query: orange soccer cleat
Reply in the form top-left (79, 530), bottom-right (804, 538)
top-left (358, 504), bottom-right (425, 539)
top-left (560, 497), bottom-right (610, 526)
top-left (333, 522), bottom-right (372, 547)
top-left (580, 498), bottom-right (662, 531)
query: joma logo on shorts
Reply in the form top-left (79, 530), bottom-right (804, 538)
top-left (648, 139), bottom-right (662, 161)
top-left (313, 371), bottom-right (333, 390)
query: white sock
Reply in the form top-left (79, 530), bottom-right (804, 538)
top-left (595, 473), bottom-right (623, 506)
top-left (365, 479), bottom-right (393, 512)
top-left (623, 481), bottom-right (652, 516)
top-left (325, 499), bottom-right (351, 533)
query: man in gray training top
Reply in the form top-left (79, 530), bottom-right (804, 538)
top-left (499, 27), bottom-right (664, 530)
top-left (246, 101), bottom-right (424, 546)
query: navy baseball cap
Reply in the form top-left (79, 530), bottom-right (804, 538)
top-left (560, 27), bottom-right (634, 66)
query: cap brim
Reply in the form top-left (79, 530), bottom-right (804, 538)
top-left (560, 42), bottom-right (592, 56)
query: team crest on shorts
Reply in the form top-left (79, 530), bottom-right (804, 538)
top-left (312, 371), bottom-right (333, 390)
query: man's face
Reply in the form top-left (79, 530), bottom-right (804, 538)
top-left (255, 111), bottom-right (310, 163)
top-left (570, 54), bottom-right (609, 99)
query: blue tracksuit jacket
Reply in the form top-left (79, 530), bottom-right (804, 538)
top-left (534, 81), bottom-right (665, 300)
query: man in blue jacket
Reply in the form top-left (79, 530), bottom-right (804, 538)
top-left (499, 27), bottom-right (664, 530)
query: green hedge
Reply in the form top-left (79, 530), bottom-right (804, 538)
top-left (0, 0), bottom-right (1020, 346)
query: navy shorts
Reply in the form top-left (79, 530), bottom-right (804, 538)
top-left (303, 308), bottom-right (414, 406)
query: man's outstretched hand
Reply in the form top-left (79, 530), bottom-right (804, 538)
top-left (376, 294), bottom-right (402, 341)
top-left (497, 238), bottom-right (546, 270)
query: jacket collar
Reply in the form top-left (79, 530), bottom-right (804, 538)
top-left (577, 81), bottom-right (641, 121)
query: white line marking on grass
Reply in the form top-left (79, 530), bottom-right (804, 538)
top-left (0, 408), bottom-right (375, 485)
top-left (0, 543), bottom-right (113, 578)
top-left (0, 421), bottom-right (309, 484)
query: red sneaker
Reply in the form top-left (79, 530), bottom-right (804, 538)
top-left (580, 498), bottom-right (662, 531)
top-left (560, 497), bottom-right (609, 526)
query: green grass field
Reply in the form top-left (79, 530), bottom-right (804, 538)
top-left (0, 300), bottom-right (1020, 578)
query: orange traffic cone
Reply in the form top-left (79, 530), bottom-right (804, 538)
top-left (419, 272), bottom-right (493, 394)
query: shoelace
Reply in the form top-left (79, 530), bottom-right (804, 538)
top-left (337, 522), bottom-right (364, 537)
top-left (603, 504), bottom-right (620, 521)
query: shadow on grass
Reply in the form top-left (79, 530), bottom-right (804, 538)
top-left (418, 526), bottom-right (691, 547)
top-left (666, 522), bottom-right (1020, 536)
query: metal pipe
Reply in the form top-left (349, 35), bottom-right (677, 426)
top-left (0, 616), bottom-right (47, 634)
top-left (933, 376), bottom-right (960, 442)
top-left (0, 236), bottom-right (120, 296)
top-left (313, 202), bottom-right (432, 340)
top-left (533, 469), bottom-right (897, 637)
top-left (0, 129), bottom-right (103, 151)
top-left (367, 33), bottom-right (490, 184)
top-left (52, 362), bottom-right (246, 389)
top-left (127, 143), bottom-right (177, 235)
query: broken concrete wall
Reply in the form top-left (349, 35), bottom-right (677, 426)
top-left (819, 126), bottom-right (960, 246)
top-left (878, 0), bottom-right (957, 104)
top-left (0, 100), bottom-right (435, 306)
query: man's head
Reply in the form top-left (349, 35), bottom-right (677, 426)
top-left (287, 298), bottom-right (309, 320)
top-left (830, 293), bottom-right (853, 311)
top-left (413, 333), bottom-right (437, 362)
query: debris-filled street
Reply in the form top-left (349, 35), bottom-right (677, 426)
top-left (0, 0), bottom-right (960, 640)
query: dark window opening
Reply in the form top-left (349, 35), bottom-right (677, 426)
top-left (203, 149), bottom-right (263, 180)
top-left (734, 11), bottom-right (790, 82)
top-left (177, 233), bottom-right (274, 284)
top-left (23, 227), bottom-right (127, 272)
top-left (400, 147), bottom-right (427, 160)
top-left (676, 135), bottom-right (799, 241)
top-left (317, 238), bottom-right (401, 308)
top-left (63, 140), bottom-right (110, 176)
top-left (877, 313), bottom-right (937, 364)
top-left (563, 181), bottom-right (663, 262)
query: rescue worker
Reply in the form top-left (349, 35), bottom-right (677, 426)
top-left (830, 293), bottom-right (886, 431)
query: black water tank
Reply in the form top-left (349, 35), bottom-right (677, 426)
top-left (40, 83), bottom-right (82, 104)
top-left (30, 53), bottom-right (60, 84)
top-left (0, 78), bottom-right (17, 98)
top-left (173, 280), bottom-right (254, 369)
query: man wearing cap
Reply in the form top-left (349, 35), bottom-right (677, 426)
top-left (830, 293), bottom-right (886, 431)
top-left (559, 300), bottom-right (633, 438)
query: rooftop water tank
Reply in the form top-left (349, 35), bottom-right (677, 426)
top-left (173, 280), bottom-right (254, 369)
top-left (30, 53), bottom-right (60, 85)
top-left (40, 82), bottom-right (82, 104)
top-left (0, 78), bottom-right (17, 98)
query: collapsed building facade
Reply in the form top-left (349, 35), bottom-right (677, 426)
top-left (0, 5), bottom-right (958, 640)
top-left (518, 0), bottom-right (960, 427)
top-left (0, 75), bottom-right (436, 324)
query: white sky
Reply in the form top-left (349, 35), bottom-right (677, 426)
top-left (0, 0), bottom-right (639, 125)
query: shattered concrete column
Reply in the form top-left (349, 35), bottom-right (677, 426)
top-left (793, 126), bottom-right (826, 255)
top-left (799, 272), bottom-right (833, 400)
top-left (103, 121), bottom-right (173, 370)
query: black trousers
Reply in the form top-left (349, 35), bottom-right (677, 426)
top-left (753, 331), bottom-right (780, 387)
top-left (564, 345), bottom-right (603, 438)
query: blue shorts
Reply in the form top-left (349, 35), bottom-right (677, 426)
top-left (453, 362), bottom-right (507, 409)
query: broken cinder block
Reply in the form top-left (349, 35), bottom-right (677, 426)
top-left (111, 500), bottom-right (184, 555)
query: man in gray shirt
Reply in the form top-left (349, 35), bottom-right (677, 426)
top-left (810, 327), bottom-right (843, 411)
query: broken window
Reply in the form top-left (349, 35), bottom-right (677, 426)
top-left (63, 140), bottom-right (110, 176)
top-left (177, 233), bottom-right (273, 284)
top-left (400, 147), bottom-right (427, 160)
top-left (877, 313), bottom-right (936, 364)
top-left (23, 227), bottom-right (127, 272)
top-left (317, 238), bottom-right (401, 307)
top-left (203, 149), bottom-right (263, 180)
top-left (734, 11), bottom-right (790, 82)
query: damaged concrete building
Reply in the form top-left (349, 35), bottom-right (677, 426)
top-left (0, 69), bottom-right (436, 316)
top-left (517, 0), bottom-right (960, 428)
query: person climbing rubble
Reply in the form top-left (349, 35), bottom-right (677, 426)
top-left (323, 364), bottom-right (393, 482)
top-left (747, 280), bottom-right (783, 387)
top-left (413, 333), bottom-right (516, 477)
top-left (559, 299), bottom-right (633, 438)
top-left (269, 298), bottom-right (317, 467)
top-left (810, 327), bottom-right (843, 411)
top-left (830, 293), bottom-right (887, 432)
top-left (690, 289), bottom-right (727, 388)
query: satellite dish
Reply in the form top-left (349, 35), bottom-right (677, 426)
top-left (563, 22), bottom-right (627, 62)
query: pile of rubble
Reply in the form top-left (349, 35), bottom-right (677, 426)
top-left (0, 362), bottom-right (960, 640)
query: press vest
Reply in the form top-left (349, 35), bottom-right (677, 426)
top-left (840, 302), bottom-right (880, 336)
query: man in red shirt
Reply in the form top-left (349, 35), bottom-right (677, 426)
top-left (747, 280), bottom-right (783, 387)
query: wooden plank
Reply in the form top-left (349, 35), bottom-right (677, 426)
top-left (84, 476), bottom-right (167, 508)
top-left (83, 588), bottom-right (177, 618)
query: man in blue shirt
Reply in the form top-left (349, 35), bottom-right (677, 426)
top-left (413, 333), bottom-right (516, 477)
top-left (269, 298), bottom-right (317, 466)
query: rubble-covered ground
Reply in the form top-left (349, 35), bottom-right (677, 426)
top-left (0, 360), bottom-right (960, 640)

◆ ◆ ◆ ◆ ◆

What you are asked to do: Reproduce, without any change, the stretch of the listing above from the line containing "query: cap brim" through the line containing "top-left (570, 54), bottom-right (609, 99)", including both of those lines.

Task result:
query: cap brim
Reply in the form top-left (79, 530), bottom-right (804, 538)
top-left (560, 42), bottom-right (592, 56)
query: team crest on shorts
Reply in the form top-left (79, 530), bottom-right (804, 538)
top-left (312, 371), bottom-right (333, 390)
query: man's face
Reply in the form top-left (79, 530), bottom-right (804, 538)
top-left (255, 111), bottom-right (310, 163)
top-left (570, 54), bottom-right (609, 99)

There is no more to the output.